Task item -> Continue the summary of the MI300X discussion below, picking up after its last point on strategy and market positioning.

Page extract ->
————
Testing AMD's Giant MI300X

Hardware performance and pricing

  • Commenters see MI300X as very strong hardware, especially on memory bandwidth and LLM inference, with some specific weaknesses (e.g., global atomics).
  • It appears competitive with NVIDIA’s H100 for inference, though not clearly for training or versus newer parts (H200/B100).
  • Rumored pricing (~$15–20k, NDA in practice) plus large VRAM (192 GB) leads many to think AMD can significantly undercut NVIDIA while remaining profitable.

CUDA moat and software ecosystem

  • The dominant theme is that CUDA and NVIDIA’s software stack are the real moat.
  • Many say CUDA’s maturity, stability, tooling, and huge ecosystem make switching costly; AMD’s repeated API resets in the past have damaged trust.
  • For most ML users, high-level frameworks (PyTorch, JAX, TensorRT-LLM, vLLM) hide CUDA, but those frameworks themselves tend to be CUDA-first.

ROCm and AMD software quality

  • ROCm is widely described as immature, flaky, or “spotty,” especially on consumer GPUs; it works better on carefully supported HPC setups.
  • Some report successful training on AMD with PyTorch, others recount severe instability and poor tooling.
  • Several posts argue AMD historically treated software as a cost center, with leadership heavily hardware-focused and defensive about software weaknesses.

Strategy and market positioning

  • One view: AMD correctly targets hyperscalers and HPC, where customers can afford engineers to patch around software gaps and care most about TCO.
  • Opposing view: ignoring hobbyists/academia and not flooding the market with cheaper, large-VRAM cards cedes mindshare and deepens CUDA lock-in.
————
[Dataset entries]
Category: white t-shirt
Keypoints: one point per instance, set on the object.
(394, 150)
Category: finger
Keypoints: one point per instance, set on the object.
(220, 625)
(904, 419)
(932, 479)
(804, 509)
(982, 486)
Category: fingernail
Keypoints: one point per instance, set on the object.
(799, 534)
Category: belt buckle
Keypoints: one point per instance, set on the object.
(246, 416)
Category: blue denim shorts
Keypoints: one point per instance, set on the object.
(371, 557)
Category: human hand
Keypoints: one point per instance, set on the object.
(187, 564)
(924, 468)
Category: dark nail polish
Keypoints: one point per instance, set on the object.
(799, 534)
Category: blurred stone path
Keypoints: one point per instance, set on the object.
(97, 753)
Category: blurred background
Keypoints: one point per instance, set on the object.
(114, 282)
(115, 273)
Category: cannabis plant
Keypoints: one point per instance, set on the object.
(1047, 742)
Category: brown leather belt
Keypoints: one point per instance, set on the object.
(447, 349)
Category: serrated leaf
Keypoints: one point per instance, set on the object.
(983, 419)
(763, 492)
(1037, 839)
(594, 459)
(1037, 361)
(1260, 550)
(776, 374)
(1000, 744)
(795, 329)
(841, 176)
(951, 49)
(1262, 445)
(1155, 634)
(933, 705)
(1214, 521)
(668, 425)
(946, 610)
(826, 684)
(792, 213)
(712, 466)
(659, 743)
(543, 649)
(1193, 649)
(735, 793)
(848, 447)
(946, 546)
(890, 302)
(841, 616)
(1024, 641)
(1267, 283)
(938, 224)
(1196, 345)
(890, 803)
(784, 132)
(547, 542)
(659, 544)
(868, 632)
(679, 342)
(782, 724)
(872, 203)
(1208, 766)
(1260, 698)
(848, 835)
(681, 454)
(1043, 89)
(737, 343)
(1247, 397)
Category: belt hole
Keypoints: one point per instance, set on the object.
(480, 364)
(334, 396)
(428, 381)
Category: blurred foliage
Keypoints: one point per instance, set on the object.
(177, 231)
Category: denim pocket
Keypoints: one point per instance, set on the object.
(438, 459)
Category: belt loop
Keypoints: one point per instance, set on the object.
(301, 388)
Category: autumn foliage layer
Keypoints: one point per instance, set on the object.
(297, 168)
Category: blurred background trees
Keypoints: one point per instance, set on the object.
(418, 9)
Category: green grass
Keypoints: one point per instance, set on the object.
————
Result of the exercise ->
  • Debate over whether AMD’s financial history (near-bankruptcy a decade ago) justifies the slow software buildup.

Ecosystem, evangelism, and developer access

  • Multiple commenters stress the need for better evangelism, easy trial access (e.g., “Colab-like” with minimal bureaucracy), and clear compatibility matrices.
  • A hosting provider loaning MI300X systems for benchmarking and free compute is praised as a good way to bootstrap a developer flywheel.
  • There is interest in CUDA-to-AMD translation layers (HIPIFY, ZLUDA) and portable models (SYCL, Triton, Modular), but support is still uneven.

Use cases, benchmarks, and limits

  • LLM inference discussion centers on bandwidth-limited tokens/sec; a simple model shows ~37 tokens/s for LLaMA 3 70B on a single MI300X, higher with batching.
  • Some explore potential in production rendering and unified CPU–GPU memory (MI300A APU), as well as home/desktop setups, but VRAM and cost remain major constraints.
  • Several call for more realistic multi-GPU, high-batch, concurrent-request benchmarks for LLM inference.